WHAT TO WORK ON >>
Reproduce every line of the data below verbatim, leaving out the pictures.

SUPPLIED INFORMATION >>
****************
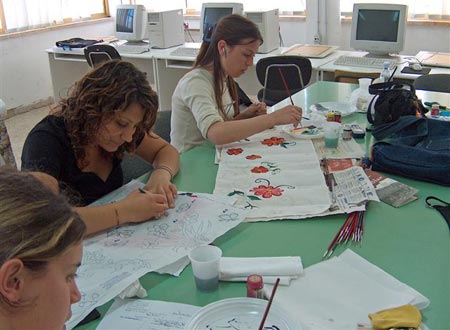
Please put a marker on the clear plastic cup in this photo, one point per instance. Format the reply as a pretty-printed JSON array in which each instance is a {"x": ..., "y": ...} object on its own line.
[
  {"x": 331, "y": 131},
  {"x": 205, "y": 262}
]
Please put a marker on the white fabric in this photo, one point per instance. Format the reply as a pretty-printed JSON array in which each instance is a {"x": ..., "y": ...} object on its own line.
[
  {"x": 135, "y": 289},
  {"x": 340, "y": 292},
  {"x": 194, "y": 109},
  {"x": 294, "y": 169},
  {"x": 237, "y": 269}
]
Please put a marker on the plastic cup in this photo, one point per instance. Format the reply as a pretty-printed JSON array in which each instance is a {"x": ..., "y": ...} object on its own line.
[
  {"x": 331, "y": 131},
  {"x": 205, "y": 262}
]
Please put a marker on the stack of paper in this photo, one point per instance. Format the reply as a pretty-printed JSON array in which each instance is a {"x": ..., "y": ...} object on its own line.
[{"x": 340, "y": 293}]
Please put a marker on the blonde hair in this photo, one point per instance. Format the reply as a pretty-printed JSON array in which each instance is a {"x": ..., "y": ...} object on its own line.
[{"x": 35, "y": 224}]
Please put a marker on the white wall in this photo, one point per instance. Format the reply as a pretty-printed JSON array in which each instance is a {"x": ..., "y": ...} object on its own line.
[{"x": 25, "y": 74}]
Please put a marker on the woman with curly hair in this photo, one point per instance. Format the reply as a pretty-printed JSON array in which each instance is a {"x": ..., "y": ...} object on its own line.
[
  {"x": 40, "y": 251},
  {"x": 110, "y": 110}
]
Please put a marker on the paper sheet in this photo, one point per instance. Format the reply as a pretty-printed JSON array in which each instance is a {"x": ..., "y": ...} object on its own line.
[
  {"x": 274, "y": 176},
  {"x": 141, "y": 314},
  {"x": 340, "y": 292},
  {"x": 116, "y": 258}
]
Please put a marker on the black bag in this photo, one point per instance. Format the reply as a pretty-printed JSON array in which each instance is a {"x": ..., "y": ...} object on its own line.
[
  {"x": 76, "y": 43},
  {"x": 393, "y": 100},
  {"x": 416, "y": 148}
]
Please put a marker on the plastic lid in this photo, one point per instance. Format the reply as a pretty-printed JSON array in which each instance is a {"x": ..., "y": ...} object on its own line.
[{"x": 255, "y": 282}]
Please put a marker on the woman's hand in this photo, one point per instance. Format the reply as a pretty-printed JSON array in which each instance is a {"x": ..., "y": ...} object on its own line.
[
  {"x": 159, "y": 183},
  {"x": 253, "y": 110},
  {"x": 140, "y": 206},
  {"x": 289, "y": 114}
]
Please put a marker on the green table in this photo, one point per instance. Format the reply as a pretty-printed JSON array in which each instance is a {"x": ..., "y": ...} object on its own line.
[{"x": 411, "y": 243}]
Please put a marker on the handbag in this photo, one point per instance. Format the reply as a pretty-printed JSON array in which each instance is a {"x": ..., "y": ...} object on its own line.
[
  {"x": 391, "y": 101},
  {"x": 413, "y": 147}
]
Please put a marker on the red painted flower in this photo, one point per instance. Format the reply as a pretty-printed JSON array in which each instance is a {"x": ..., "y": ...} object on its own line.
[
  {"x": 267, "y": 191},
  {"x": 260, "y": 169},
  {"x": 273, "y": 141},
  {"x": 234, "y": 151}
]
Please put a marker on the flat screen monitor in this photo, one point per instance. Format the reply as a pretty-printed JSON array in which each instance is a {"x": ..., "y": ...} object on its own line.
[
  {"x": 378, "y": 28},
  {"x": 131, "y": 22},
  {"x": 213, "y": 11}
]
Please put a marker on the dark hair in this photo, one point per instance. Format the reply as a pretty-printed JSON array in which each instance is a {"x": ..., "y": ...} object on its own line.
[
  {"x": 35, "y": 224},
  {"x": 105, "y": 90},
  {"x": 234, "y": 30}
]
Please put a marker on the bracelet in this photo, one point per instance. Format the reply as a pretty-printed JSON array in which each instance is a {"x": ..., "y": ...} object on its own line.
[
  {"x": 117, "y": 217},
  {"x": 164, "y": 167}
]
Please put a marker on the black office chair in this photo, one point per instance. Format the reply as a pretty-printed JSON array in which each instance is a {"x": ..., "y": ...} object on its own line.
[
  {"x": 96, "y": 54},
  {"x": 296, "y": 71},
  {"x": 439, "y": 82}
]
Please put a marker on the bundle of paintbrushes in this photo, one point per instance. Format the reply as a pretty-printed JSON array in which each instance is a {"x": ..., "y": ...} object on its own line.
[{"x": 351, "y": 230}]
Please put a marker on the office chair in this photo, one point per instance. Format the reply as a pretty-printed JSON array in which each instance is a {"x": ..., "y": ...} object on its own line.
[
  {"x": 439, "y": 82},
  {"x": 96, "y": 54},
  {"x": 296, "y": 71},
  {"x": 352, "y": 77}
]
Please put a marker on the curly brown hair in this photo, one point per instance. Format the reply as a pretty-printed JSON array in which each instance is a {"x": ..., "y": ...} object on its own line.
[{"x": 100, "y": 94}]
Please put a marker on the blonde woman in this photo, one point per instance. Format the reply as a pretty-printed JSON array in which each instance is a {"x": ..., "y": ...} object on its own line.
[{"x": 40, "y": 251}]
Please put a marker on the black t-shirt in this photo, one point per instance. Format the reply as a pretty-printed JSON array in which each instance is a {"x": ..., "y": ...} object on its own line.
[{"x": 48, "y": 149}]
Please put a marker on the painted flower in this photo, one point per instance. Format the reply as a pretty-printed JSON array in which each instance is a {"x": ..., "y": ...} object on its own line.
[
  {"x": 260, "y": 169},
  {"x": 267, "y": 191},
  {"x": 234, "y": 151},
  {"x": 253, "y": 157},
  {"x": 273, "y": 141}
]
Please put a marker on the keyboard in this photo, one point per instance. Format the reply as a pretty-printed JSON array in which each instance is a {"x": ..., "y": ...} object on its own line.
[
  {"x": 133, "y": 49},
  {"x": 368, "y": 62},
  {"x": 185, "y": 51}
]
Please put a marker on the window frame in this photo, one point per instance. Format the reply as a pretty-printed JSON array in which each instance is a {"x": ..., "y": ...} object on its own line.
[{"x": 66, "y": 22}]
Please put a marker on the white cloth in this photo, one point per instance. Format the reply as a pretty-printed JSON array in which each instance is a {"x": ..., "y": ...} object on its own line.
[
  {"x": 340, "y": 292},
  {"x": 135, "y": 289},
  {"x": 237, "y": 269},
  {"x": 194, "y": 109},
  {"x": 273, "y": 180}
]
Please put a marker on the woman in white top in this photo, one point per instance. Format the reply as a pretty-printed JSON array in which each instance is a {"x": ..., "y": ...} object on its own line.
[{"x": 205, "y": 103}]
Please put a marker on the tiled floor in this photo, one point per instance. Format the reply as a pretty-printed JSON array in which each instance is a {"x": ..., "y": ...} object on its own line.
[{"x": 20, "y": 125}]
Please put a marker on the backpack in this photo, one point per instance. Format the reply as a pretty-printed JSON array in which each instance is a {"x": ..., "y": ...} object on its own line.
****************
WRITTEN REPLY >>
Please put a marker on the clear plastic cup in this photo, one point per instance. Format the reply as a pretty-printed JSON array in which each instance is a {"x": ..., "y": ...} object on its own line.
[
  {"x": 331, "y": 131},
  {"x": 205, "y": 262}
]
Please put a marker on the white fabric in this photo, one point per instance. Format the reply as a pretty-printed JSON array in which each instance is a {"x": ..., "y": ...} object on its own line.
[
  {"x": 135, "y": 289},
  {"x": 340, "y": 292},
  {"x": 194, "y": 109},
  {"x": 294, "y": 169},
  {"x": 237, "y": 269}
]
Please put a marker on the plastic cup in this photo, one point per instance. Format the reply as a pretty-printed JSON array in which each instance is a {"x": ..., "y": ...} object on its own line.
[
  {"x": 331, "y": 131},
  {"x": 205, "y": 262}
]
Please put a marker on the stack of paper in this photo, one point per instance. Format the reply as a pretty-printed JSON array in which each instance is a {"x": ..., "y": ...} object on its own line.
[{"x": 340, "y": 293}]
Please put a marker on the blonde hair in this photo, one point per instance. Format the reply as a pretty-printed JSON array in which each instance is a {"x": ..., "y": ...} object on its own line.
[{"x": 35, "y": 224}]
Please put a marker on the white wall in this photo, one point per instance. Format the reply as a pretty-printed JSON array in which each instance is a {"x": ..., "y": ...} object on its own line.
[{"x": 25, "y": 74}]
Please put a marker on the woman with curly hair in this photo, one point per instance. Format the reply as a pretty-printed JSON array in which each instance is a {"x": ..., "y": ...} object on its own line.
[
  {"x": 40, "y": 251},
  {"x": 110, "y": 110}
]
Please put a marker on the paper sheet in this photo, one point per instance. Format the reply as a pretty-printed JSON array in which each instance is a {"x": ..., "y": ...} object on its own line.
[
  {"x": 274, "y": 176},
  {"x": 141, "y": 314},
  {"x": 340, "y": 292},
  {"x": 116, "y": 258}
]
Please put a marker on the black bag in this photo, one point per instance. Format the reply as a pretty-printed JSON array in which each instance is a {"x": ..., "y": ...} object on its own line.
[
  {"x": 76, "y": 43},
  {"x": 393, "y": 100},
  {"x": 416, "y": 148}
]
Please put a marker on the plastic lid in this photo, one point per instance. Format the reply as a pretty-printed JSON array in which each instance is a {"x": ..., "y": ...} object on its own line.
[{"x": 255, "y": 282}]
Please put a marker on the woman's hand in this photo, one point per instance. Format the reply as a pretty-printed JSON array in which each instance is a {"x": ..., "y": ...} object on its own line.
[
  {"x": 159, "y": 183},
  {"x": 253, "y": 110},
  {"x": 140, "y": 206},
  {"x": 289, "y": 114}
]
Please put a marker on the green table in this photo, one point per instance. Format the reply as a pretty-printed JSON array in which each instance is a {"x": ..., "y": ...} object on its own line.
[{"x": 411, "y": 243}]
Please put a marker on the handbag in this photo, one point per instance. Format the reply as a pretty-printed JSON array in which each instance is a {"x": ..., "y": ...} object on its own line.
[
  {"x": 391, "y": 101},
  {"x": 413, "y": 147}
]
Please put a marker on the red painted flower in this photo, one point per instance. Format the reply as a pretty-printed JSON array in which each instance is a {"x": ..., "y": ...} object on its own line.
[
  {"x": 267, "y": 191},
  {"x": 260, "y": 169},
  {"x": 273, "y": 141},
  {"x": 234, "y": 151}
]
Please put a marker on the flat screen monitor in this photo, one point per instance. Format the reply as a pretty-printed JSON array in which each instance is a {"x": ..., "y": ...} object on its own line.
[
  {"x": 378, "y": 28},
  {"x": 131, "y": 22},
  {"x": 213, "y": 11}
]
Please put a marker on the dark hair in this photo, one point per instance. Format the reply as a pretty-printed JSON array in which each instance is a {"x": ..., "y": ...} object on its own line.
[
  {"x": 35, "y": 224},
  {"x": 105, "y": 90},
  {"x": 234, "y": 30}
]
Please put a marker on the bracelet in this photo, one point per instance. Format the reply as a pretty-printed JSON array in which each instance is a {"x": ..., "y": ...} object on its own line.
[
  {"x": 117, "y": 217},
  {"x": 164, "y": 167}
]
Please put a marker on the black office chair in this photo, one point per instance. Format the reply as a pretty-printed JSON array in which each instance is a {"x": ..., "y": ...} object on its own line.
[
  {"x": 96, "y": 54},
  {"x": 296, "y": 71},
  {"x": 439, "y": 82}
]
Please put a marker on the bundle of paintbrushes in this photo, one point per instance. Format the reply as a pretty-printed JSON array in which each instance is a {"x": ..., "y": ...} object on its own line.
[{"x": 351, "y": 230}]
Please put a marker on the office chair in this photo, one point per instance. Format the reply as a pretty-printed JSON array in which each instance is a {"x": ..., "y": ...} object on its own line.
[
  {"x": 439, "y": 82},
  {"x": 96, "y": 54},
  {"x": 296, "y": 71},
  {"x": 352, "y": 77}
]
Please put a marker on the curly brown hair in this photo, one point per instance. Format the reply as a pretty-printed JSON array in which each instance is a {"x": ..., "y": ...} object on its own line.
[{"x": 100, "y": 94}]
Please put a marker on the blonde woman in this photo, one point per instance. Format the reply as a pretty-printed JSON array in which each instance is a {"x": ..., "y": ...} object on its own line.
[{"x": 40, "y": 251}]
Please put a marker on the black t-shirt in this photo, one point per instance. Format the reply as a pretty-printed JSON array in which each instance is a {"x": ..., "y": ...} object on its own line.
[{"x": 48, "y": 149}]
Please put a marker on the painted flower in this photo, one point per instance. Format the reply as a pretty-printed JSON array in which each instance is a {"x": ..., "y": ...} object on its own line.
[
  {"x": 260, "y": 169},
  {"x": 267, "y": 191},
  {"x": 234, "y": 151},
  {"x": 253, "y": 157},
  {"x": 273, "y": 141}
]
Please put a marker on the keyboard in this photo, one point per instance. Format the reply as a pretty-printed JSON array in which each instance is a {"x": ..., "y": ...} object on its own line.
[
  {"x": 133, "y": 49},
  {"x": 368, "y": 62},
  {"x": 185, "y": 51}
]
Please put a marker on the window frame in this photo, one point per instance. Format the reply as a pretty-printed JSON array in which each instance is a {"x": ..., "y": ...} object on its own line.
[{"x": 66, "y": 22}]
Please put a marker on the white cloth in this photo, one point per instance. Format the reply as a pretty-printed JSON array in which each instance is a {"x": ..., "y": ...} object on its own line.
[
  {"x": 340, "y": 292},
  {"x": 135, "y": 289},
  {"x": 237, "y": 269},
  {"x": 194, "y": 109},
  {"x": 273, "y": 180}
]
Please put a marker on the woman in white top in this photo, one point per instance. Format the reply as a pretty-printed JSON array in which each instance is a {"x": ..., "y": ...} object on its own line.
[{"x": 205, "y": 103}]
Please put a marker on the tiled floor in this photo, one point per instance. Format the reply as a pretty-printed JSON array in which each instance is a {"x": ..., "y": ...} object on its own line.
[{"x": 20, "y": 125}]
Please put a marker on the backpack in this photo, one point per instance. Format the reply as a pretty-printed JSON array in which each instance is a {"x": ..., "y": ...} object on its own line.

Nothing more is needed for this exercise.